Exercise instructions: Using the data that follows, output only the lines from the line with "Draw the outline of every instance of the chrome running" up to and including the line with "Draw the outline of every instance of the chrome bumper.", exactly, leaving pictures aside.

Provided records:
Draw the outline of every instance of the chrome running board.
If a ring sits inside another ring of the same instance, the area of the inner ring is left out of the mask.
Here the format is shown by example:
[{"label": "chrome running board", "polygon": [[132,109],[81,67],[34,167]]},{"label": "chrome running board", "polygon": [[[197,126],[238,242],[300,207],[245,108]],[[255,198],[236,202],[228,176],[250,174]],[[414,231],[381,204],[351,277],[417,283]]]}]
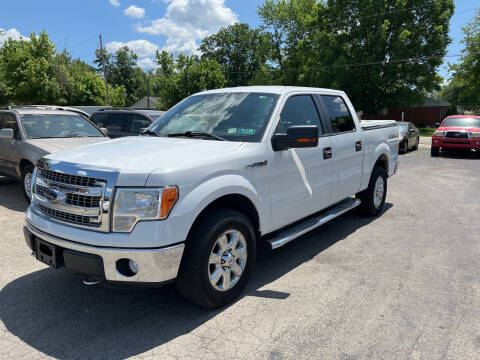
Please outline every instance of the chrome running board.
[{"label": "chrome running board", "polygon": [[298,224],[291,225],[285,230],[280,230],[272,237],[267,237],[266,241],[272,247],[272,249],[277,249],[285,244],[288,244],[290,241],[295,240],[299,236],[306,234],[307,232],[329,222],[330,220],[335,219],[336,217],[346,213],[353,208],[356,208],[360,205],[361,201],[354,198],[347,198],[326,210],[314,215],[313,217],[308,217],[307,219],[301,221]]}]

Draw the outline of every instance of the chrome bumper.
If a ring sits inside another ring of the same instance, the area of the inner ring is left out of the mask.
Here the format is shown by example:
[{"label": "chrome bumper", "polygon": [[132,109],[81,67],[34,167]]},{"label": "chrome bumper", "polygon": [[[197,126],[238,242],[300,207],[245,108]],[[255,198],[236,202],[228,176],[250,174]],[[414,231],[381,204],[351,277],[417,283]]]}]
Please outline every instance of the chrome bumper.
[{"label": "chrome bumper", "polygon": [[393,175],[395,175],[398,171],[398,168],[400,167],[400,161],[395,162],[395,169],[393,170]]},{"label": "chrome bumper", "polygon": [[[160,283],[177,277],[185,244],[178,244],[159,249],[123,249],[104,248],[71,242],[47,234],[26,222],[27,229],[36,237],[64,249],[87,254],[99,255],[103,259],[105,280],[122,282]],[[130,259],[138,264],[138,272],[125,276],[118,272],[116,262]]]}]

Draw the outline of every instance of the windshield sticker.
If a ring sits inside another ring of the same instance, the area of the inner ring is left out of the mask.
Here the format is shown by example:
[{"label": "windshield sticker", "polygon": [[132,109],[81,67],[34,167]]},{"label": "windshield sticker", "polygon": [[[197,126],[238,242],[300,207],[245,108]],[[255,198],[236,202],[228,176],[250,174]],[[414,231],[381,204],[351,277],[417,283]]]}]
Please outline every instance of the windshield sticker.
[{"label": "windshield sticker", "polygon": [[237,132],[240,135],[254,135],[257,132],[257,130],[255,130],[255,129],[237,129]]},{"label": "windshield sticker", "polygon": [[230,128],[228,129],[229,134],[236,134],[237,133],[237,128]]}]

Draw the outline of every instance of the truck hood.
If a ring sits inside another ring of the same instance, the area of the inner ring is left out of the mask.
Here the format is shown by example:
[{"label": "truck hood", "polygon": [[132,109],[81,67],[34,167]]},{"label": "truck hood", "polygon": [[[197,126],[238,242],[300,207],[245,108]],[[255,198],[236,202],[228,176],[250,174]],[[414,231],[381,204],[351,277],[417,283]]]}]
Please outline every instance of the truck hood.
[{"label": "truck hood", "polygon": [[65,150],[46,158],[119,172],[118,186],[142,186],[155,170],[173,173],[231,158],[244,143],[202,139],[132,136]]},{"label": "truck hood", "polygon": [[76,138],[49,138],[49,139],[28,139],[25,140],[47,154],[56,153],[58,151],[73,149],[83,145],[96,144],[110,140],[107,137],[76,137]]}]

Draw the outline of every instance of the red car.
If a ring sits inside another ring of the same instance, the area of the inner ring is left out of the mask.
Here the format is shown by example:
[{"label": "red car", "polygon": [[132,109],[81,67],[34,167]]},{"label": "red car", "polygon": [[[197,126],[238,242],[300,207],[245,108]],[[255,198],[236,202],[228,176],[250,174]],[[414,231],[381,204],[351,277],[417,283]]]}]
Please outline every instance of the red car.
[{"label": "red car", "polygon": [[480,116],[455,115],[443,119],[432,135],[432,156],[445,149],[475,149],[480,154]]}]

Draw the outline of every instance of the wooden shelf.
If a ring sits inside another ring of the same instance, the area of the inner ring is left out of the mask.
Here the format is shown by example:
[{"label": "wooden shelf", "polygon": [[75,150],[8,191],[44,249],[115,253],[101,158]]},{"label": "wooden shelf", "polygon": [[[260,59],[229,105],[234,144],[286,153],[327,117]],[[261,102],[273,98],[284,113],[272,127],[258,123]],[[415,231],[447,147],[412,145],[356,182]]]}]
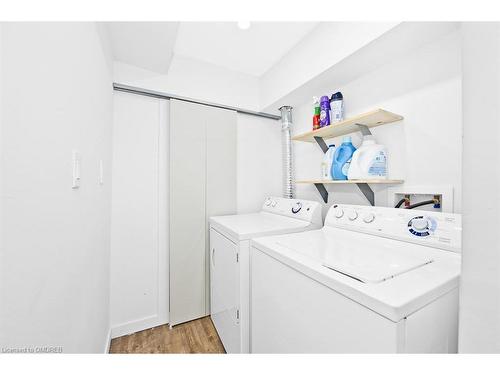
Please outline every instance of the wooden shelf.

...

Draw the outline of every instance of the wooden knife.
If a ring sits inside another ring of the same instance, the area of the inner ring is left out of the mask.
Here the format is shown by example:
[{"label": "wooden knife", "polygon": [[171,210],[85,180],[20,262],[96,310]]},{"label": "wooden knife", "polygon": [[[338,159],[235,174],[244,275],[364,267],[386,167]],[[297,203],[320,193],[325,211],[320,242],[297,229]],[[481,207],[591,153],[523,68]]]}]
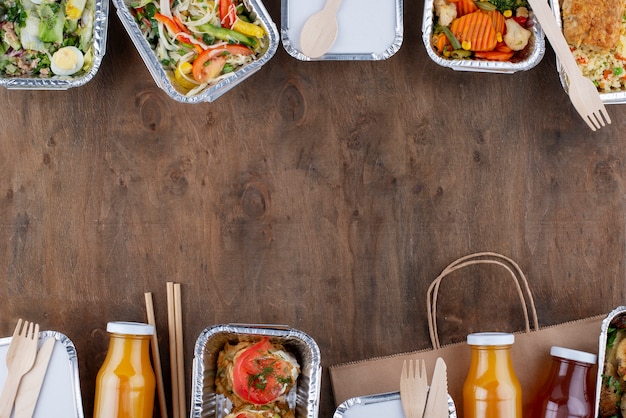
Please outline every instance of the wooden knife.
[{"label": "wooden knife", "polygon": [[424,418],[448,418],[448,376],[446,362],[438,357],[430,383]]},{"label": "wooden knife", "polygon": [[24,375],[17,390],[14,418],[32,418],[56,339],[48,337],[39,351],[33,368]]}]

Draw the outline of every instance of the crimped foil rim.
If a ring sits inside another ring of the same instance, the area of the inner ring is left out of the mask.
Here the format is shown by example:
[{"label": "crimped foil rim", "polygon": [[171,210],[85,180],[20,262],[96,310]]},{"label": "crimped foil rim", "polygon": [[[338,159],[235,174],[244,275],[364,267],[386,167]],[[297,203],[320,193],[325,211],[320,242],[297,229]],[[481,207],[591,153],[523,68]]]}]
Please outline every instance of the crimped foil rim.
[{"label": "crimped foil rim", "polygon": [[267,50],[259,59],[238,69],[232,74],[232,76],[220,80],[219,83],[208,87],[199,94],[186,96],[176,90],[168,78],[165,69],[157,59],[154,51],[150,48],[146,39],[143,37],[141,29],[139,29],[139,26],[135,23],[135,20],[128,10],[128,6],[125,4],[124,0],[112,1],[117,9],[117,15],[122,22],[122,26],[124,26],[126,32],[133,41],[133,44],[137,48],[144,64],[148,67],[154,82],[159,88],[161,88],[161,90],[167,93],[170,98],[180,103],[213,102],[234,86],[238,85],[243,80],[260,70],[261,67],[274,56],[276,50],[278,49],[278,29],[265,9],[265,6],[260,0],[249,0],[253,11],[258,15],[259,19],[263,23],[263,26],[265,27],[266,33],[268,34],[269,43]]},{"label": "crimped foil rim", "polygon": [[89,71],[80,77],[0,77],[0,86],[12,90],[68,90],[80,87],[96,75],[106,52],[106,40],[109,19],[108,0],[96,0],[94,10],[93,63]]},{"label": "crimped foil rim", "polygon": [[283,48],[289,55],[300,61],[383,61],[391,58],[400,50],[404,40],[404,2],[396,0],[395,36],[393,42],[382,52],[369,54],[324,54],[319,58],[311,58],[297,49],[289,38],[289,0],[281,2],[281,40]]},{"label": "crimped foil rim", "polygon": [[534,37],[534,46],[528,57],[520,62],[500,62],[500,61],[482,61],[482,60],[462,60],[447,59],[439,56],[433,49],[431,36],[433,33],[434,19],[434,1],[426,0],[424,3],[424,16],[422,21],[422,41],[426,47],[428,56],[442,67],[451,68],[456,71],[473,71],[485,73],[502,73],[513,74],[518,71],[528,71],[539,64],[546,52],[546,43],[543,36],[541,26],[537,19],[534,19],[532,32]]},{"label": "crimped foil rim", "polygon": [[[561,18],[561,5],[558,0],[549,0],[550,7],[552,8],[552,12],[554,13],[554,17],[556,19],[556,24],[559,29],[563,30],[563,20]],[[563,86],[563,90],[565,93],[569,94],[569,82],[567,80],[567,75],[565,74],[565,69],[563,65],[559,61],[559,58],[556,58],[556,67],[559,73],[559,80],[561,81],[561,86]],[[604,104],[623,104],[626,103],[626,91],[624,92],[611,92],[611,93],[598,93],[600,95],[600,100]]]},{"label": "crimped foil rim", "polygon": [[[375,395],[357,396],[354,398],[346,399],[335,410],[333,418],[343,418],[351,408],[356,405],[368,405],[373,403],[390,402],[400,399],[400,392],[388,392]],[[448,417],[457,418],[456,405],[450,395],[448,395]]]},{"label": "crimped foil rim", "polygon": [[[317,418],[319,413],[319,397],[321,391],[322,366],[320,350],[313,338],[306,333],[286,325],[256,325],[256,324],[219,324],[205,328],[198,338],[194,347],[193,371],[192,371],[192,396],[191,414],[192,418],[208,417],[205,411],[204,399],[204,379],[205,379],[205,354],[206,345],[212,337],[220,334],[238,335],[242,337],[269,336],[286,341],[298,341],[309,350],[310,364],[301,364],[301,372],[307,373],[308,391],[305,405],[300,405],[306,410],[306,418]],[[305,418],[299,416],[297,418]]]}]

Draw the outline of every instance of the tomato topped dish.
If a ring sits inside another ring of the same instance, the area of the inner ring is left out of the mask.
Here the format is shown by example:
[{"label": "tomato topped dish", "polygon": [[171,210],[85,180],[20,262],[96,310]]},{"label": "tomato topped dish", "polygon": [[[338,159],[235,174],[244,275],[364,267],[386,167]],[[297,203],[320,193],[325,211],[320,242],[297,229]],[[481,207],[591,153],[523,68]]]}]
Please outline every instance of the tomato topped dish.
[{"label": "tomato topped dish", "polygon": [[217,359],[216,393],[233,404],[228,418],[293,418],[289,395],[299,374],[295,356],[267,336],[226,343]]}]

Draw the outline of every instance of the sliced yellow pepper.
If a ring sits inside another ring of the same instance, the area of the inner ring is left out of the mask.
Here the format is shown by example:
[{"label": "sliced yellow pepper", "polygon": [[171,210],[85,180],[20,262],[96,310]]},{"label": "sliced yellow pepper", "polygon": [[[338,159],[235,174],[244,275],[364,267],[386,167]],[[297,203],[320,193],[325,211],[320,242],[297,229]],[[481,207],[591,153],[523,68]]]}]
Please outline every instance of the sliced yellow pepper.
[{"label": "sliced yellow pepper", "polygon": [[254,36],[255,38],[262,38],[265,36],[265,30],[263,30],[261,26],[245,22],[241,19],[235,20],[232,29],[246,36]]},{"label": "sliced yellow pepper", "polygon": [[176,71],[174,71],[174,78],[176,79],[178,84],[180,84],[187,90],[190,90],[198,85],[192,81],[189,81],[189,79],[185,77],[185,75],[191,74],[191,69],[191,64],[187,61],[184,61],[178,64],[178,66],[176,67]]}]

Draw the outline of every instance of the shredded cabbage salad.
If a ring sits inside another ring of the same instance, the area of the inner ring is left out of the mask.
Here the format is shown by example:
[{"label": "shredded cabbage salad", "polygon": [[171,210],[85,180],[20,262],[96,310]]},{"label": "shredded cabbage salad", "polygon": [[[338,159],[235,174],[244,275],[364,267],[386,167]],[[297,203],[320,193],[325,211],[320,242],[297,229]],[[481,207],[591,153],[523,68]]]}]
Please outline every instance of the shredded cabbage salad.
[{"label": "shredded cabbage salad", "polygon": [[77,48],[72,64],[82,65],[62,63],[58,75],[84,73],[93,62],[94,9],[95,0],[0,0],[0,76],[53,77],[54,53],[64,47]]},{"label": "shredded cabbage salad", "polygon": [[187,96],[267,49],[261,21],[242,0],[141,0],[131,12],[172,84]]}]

---

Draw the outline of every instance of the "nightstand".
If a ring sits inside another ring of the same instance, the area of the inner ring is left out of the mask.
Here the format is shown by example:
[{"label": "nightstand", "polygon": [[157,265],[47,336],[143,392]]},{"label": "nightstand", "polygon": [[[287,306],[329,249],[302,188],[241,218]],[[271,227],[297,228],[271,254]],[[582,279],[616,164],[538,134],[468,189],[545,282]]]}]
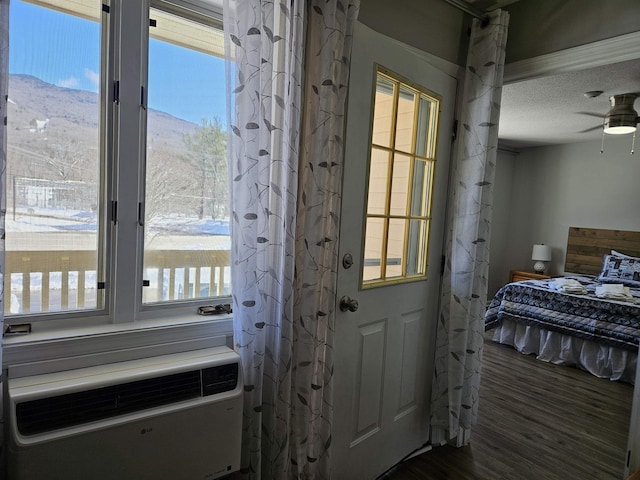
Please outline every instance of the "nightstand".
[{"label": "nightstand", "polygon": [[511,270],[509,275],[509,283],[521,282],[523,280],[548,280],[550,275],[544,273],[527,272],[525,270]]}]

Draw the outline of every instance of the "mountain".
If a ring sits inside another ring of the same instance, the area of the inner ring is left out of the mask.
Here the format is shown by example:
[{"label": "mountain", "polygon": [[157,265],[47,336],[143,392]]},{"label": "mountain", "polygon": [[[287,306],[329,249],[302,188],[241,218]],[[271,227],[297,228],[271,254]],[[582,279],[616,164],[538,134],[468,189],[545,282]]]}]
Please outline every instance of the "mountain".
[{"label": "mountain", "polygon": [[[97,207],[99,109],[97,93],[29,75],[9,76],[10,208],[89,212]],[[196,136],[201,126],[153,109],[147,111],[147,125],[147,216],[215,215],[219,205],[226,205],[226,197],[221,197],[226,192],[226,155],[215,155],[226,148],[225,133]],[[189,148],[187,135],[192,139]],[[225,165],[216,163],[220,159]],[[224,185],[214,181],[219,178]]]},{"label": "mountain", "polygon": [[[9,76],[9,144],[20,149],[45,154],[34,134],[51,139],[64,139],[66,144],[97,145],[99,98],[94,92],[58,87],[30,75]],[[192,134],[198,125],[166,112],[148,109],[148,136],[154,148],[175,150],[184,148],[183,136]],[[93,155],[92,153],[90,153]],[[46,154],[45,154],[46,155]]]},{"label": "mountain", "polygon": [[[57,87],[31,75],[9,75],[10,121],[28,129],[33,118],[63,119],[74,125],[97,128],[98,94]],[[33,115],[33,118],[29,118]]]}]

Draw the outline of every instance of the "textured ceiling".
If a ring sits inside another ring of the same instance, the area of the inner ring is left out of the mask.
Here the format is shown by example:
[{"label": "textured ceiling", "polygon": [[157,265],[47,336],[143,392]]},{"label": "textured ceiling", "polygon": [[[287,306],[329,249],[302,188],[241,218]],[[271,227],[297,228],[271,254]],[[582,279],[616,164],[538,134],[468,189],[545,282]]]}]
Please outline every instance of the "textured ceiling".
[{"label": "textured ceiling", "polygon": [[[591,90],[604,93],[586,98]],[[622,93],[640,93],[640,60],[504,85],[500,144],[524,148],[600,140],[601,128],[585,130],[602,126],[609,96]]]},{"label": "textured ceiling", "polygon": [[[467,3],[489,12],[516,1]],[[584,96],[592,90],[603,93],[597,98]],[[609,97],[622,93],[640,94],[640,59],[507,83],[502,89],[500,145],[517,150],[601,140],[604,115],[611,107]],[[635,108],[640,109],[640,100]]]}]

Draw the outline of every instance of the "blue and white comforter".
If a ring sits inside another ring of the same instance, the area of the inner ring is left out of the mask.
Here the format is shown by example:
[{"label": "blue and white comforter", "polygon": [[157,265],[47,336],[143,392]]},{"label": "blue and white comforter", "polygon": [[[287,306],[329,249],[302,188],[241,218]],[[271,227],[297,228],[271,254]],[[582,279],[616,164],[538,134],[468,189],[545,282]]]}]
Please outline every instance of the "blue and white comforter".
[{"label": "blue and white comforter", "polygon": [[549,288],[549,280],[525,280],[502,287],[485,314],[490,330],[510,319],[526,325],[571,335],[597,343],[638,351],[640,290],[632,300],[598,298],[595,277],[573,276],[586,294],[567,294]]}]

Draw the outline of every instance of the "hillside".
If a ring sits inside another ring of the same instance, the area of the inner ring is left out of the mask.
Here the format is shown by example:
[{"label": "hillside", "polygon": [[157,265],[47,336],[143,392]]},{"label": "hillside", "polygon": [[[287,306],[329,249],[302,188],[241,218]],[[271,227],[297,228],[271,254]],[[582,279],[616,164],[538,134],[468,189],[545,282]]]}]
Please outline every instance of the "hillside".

Exercise response:
Draw the outline of every instance of the chrome running board.
If a ring sits inside another ring of the same instance, the area of the inner ring is left out of the mask.
Here the format is shown by example:
[{"label": "chrome running board", "polygon": [[132,109],[81,67],[34,167]]},{"label": "chrome running board", "polygon": [[[197,126],[238,242],[300,207],[245,108]],[[255,198],[236,202],[228,176],[250,174]],[[414,231],[381,204],[351,277],[417,283]]]}]
Please outline every instance of the chrome running board.
[{"label": "chrome running board", "polygon": [[298,224],[291,225],[285,230],[280,230],[272,237],[267,237],[266,241],[272,247],[272,249],[277,249],[285,244],[288,244],[290,241],[295,240],[299,236],[306,234],[307,232],[329,222],[330,220],[335,219],[336,217],[346,213],[353,208],[356,208],[360,205],[361,201],[354,198],[347,198],[326,210],[314,215],[313,217],[308,217],[307,219],[301,221]]}]

Draw the outline of every instance of the chrome bumper.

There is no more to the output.